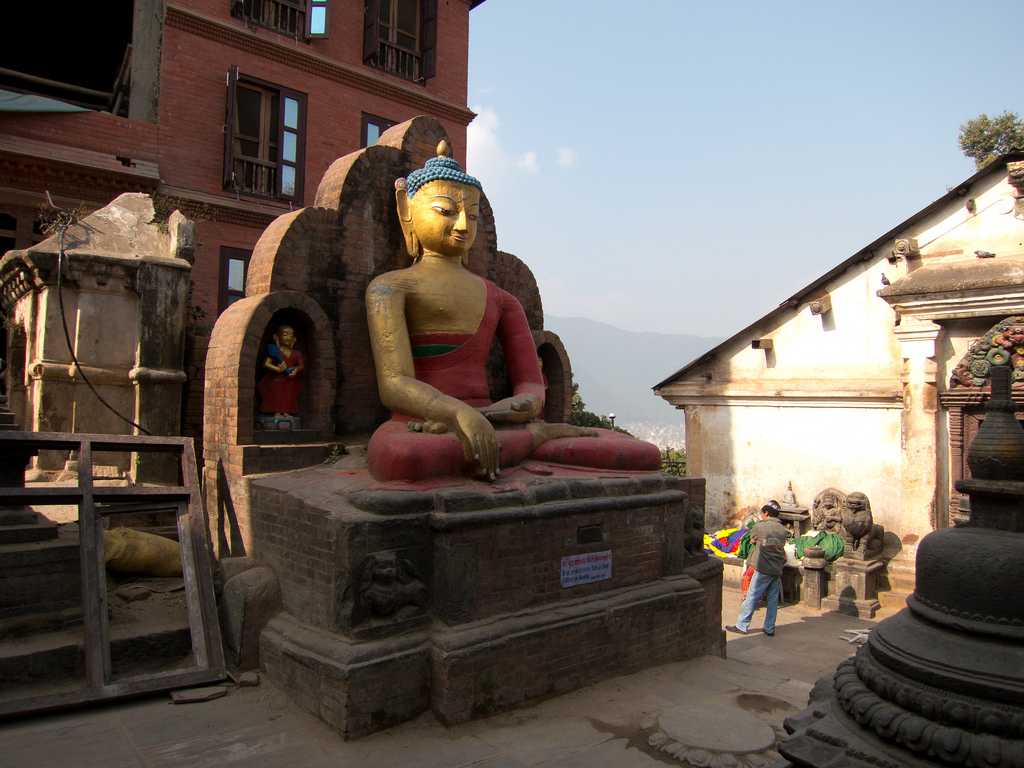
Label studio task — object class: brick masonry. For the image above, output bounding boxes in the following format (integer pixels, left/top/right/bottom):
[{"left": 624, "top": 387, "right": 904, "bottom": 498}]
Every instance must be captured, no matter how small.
[{"left": 249, "top": 467, "right": 722, "bottom": 736}]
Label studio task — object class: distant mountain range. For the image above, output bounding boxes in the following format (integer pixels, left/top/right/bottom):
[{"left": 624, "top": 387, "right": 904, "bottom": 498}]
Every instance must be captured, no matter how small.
[{"left": 544, "top": 314, "right": 721, "bottom": 445}]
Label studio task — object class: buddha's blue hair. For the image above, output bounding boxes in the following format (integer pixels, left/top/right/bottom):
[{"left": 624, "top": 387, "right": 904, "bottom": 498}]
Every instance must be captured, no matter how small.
[{"left": 406, "top": 155, "right": 483, "bottom": 199}]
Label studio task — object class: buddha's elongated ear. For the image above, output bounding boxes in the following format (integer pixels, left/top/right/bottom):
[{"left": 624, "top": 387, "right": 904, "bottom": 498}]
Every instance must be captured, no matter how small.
[{"left": 394, "top": 178, "right": 420, "bottom": 261}]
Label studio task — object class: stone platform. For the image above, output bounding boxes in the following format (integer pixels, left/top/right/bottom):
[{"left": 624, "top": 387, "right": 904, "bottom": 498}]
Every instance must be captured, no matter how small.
[{"left": 243, "top": 463, "right": 723, "bottom": 737}]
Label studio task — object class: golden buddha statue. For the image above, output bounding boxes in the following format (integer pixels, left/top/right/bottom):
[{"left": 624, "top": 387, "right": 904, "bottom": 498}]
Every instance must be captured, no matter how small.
[{"left": 367, "top": 141, "right": 660, "bottom": 481}]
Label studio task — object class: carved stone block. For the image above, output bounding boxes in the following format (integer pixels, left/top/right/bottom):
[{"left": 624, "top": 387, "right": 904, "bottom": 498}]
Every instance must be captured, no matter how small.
[{"left": 821, "top": 557, "right": 886, "bottom": 618}]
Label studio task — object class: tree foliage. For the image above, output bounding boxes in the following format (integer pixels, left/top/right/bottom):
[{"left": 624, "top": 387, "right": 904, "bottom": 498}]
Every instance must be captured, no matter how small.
[
  {"left": 569, "top": 384, "right": 633, "bottom": 437},
  {"left": 959, "top": 111, "right": 1024, "bottom": 170},
  {"left": 662, "top": 447, "right": 686, "bottom": 477}
]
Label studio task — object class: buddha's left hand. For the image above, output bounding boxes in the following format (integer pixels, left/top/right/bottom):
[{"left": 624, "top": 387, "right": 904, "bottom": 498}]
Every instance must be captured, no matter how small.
[{"left": 480, "top": 394, "right": 541, "bottom": 424}]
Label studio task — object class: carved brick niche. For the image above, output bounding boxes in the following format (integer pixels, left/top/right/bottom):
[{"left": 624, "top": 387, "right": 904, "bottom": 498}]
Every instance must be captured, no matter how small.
[{"left": 939, "top": 315, "right": 1024, "bottom": 520}]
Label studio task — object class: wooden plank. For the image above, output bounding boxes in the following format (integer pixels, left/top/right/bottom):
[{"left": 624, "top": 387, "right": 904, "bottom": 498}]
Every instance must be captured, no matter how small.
[
  {"left": 0, "top": 487, "right": 82, "bottom": 506},
  {"left": 92, "top": 485, "right": 191, "bottom": 507},
  {"left": 0, "top": 433, "right": 224, "bottom": 718},
  {"left": 178, "top": 438, "right": 224, "bottom": 672},
  {"left": 0, "top": 668, "right": 225, "bottom": 718},
  {"left": 78, "top": 438, "right": 111, "bottom": 691},
  {"left": 0, "top": 489, "right": 193, "bottom": 507},
  {"left": 178, "top": 502, "right": 210, "bottom": 669},
  {"left": 0, "top": 431, "right": 191, "bottom": 454}
]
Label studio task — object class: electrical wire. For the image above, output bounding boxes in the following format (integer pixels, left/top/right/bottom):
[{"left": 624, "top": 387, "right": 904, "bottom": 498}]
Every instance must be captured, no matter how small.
[{"left": 51, "top": 224, "right": 153, "bottom": 435}]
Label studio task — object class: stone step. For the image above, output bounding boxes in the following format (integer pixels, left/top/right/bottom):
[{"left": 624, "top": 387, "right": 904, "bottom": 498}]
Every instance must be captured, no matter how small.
[
  {"left": 879, "top": 590, "right": 910, "bottom": 610},
  {"left": 0, "top": 526, "right": 81, "bottom": 617}
]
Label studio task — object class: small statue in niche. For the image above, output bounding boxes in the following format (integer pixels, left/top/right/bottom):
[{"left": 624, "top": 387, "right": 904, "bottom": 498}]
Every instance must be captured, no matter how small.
[
  {"left": 843, "top": 492, "right": 883, "bottom": 559},
  {"left": 683, "top": 505, "right": 705, "bottom": 557},
  {"left": 350, "top": 552, "right": 427, "bottom": 625},
  {"left": 811, "top": 488, "right": 846, "bottom": 534},
  {"left": 256, "top": 326, "right": 305, "bottom": 429}
]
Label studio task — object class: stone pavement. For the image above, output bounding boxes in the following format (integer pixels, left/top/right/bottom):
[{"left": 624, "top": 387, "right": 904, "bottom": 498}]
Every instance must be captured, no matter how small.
[{"left": 0, "top": 589, "right": 892, "bottom": 768}]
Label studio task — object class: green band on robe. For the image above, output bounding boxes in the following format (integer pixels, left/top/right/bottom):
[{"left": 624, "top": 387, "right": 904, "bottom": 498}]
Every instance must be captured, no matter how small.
[{"left": 413, "top": 344, "right": 459, "bottom": 357}]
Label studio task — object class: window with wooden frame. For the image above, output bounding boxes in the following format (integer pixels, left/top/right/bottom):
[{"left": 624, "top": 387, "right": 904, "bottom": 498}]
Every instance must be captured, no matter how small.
[
  {"left": 359, "top": 113, "right": 394, "bottom": 146},
  {"left": 230, "top": 0, "right": 328, "bottom": 38},
  {"left": 217, "top": 246, "right": 253, "bottom": 313},
  {"left": 0, "top": 211, "right": 17, "bottom": 256},
  {"left": 224, "top": 67, "right": 306, "bottom": 205},
  {"left": 306, "top": 0, "right": 328, "bottom": 37},
  {"left": 362, "top": 0, "right": 437, "bottom": 83}
]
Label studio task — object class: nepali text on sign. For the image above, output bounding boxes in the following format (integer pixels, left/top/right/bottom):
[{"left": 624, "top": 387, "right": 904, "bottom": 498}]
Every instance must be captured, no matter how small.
[{"left": 562, "top": 550, "right": 611, "bottom": 589}]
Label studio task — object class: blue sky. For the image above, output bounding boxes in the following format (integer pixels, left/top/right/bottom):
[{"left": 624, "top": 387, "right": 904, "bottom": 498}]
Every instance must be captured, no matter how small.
[{"left": 468, "top": 0, "right": 1024, "bottom": 337}]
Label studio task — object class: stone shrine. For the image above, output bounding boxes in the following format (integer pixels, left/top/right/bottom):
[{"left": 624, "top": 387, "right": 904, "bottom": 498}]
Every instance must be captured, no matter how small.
[
  {"left": 0, "top": 193, "right": 196, "bottom": 481},
  {"left": 810, "top": 488, "right": 886, "bottom": 618},
  {"left": 779, "top": 360, "right": 1024, "bottom": 768},
  {"left": 205, "top": 118, "right": 723, "bottom": 737}
]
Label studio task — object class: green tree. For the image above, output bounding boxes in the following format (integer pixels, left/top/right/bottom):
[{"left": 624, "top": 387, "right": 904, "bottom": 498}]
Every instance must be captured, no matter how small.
[
  {"left": 662, "top": 447, "right": 686, "bottom": 477},
  {"left": 569, "top": 384, "right": 633, "bottom": 437},
  {"left": 959, "top": 111, "right": 1024, "bottom": 170}
]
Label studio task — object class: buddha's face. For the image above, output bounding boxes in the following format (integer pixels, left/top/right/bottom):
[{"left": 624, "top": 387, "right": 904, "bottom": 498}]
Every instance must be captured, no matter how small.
[
  {"left": 278, "top": 326, "right": 295, "bottom": 347},
  {"left": 409, "top": 179, "right": 480, "bottom": 257}
]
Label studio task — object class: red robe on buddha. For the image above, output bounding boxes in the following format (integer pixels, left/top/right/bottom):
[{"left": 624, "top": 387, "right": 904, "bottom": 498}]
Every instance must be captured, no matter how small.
[
  {"left": 256, "top": 349, "right": 303, "bottom": 416},
  {"left": 368, "top": 281, "right": 662, "bottom": 482}
]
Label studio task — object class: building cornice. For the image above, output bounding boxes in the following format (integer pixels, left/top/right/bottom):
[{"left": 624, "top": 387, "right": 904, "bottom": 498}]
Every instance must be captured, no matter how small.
[
  {"left": 889, "top": 287, "right": 1024, "bottom": 321},
  {"left": 656, "top": 379, "right": 903, "bottom": 409},
  {"left": 166, "top": 5, "right": 476, "bottom": 125},
  {"left": 157, "top": 183, "right": 286, "bottom": 229}
]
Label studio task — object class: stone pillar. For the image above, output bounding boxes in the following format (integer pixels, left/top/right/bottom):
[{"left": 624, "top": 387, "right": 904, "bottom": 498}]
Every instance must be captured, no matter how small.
[
  {"left": 881, "top": 316, "right": 942, "bottom": 537},
  {"left": 801, "top": 547, "right": 828, "bottom": 609},
  {"left": 1007, "top": 161, "right": 1024, "bottom": 219}
]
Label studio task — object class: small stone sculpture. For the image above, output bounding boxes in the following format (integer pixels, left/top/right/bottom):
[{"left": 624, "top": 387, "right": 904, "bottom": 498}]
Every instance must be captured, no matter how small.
[
  {"left": 256, "top": 326, "right": 305, "bottom": 429},
  {"left": 683, "top": 506, "right": 705, "bottom": 557},
  {"left": 352, "top": 552, "right": 427, "bottom": 625},
  {"left": 782, "top": 480, "right": 797, "bottom": 509},
  {"left": 842, "top": 492, "right": 883, "bottom": 558},
  {"left": 811, "top": 488, "right": 846, "bottom": 534}
]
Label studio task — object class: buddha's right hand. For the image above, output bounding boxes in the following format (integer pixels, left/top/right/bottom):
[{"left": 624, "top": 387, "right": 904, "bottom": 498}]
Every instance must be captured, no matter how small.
[{"left": 453, "top": 406, "right": 498, "bottom": 480}]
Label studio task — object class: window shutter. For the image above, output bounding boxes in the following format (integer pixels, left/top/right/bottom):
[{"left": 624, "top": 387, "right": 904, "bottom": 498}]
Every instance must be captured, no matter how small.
[
  {"left": 224, "top": 65, "right": 239, "bottom": 189},
  {"left": 306, "top": 0, "right": 330, "bottom": 38},
  {"left": 420, "top": 0, "right": 437, "bottom": 80},
  {"left": 362, "top": 0, "right": 381, "bottom": 63}
]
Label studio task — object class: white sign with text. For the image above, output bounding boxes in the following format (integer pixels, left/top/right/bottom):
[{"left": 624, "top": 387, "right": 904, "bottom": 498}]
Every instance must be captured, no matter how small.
[{"left": 562, "top": 550, "right": 611, "bottom": 589}]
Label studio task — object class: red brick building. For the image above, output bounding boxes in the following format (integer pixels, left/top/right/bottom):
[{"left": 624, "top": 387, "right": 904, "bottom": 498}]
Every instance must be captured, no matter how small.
[
  {"left": 0, "top": 0, "right": 483, "bottom": 325},
  {"left": 0, "top": 0, "right": 483, "bottom": 437}
]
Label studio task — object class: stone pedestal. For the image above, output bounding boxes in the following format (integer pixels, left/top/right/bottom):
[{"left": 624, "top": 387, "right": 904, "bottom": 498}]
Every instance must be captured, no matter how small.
[
  {"left": 0, "top": 387, "right": 81, "bottom": 621},
  {"left": 821, "top": 557, "right": 886, "bottom": 618},
  {"left": 801, "top": 547, "right": 828, "bottom": 609},
  {"left": 250, "top": 466, "right": 721, "bottom": 737}
]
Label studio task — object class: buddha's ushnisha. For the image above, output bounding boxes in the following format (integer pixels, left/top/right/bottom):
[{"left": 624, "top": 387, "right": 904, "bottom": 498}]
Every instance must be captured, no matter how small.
[{"left": 367, "top": 141, "right": 660, "bottom": 481}]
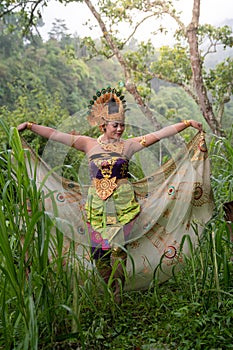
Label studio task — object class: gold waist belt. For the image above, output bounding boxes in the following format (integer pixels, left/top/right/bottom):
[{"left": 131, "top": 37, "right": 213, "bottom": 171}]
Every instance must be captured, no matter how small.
[{"left": 92, "top": 176, "right": 128, "bottom": 200}]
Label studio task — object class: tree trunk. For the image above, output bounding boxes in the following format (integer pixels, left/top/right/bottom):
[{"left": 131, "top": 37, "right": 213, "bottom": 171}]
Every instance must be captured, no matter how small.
[{"left": 186, "top": 0, "right": 223, "bottom": 136}]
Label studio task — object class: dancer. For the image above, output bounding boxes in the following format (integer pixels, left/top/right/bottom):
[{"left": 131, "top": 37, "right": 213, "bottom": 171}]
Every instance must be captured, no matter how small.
[{"left": 18, "top": 87, "right": 202, "bottom": 301}]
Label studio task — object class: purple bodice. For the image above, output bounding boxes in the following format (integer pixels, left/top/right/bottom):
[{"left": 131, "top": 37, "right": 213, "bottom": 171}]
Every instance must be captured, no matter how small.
[{"left": 89, "top": 154, "right": 129, "bottom": 179}]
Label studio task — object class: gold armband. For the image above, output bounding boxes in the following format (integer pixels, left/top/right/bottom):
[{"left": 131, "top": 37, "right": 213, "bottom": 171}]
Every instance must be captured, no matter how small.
[
  {"left": 27, "top": 122, "right": 36, "bottom": 130},
  {"left": 182, "top": 120, "right": 191, "bottom": 127},
  {"left": 139, "top": 136, "right": 146, "bottom": 147}
]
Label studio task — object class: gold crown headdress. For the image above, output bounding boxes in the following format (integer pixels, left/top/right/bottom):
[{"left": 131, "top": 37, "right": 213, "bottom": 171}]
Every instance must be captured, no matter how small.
[{"left": 87, "top": 87, "right": 126, "bottom": 126}]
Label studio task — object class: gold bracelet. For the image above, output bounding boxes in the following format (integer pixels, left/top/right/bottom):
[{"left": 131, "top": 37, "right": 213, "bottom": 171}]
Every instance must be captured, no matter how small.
[
  {"left": 139, "top": 135, "right": 146, "bottom": 147},
  {"left": 182, "top": 120, "right": 191, "bottom": 127},
  {"left": 27, "top": 122, "right": 36, "bottom": 130}
]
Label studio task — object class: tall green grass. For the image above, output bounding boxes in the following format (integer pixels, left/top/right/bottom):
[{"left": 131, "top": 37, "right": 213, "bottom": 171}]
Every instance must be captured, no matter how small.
[{"left": 0, "top": 121, "right": 233, "bottom": 350}]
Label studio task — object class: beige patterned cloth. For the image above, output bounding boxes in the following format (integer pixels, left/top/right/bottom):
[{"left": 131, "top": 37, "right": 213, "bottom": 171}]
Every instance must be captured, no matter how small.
[{"left": 22, "top": 133, "right": 214, "bottom": 290}]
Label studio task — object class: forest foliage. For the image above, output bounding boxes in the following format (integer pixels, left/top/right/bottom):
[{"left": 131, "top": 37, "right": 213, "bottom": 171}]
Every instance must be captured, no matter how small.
[{"left": 0, "top": 1, "right": 233, "bottom": 350}]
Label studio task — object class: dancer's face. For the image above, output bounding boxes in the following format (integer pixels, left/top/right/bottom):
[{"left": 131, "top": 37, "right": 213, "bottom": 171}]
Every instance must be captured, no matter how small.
[{"left": 105, "top": 120, "right": 125, "bottom": 140}]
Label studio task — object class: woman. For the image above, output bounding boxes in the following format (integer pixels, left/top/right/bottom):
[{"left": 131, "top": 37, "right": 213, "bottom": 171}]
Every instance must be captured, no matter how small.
[{"left": 18, "top": 88, "right": 202, "bottom": 300}]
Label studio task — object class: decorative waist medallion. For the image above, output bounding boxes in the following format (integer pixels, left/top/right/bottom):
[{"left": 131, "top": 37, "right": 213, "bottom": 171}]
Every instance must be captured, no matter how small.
[{"left": 93, "top": 176, "right": 117, "bottom": 200}]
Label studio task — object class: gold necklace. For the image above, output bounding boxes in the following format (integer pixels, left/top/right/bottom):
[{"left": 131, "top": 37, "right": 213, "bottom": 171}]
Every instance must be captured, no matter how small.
[{"left": 97, "top": 135, "right": 124, "bottom": 154}]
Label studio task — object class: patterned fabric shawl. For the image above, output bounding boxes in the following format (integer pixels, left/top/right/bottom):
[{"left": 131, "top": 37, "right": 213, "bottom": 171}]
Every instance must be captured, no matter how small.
[{"left": 22, "top": 133, "right": 214, "bottom": 290}]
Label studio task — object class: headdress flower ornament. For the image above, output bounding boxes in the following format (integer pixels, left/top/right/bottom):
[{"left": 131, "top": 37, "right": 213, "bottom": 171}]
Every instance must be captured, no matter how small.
[{"left": 87, "top": 87, "right": 126, "bottom": 126}]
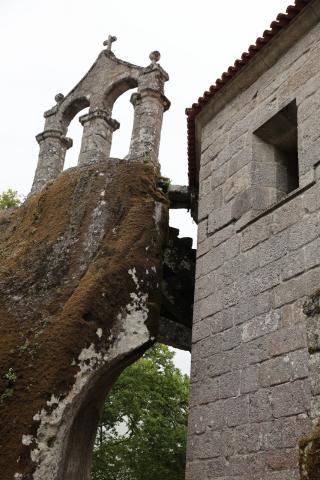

● ● ● ●

Locate every line in the records above that contains the word "building", and copy each of those lines.

** Response to this exercise **
Label studio task — object class: building cornice. For the image above, output bounding boxes in the following format (integer pixels, left/top/right/bottom):
Label studio task — object class: red brick building. For the image above, output bounding boxes in the following format (integer pixels, left/top/right/bottom):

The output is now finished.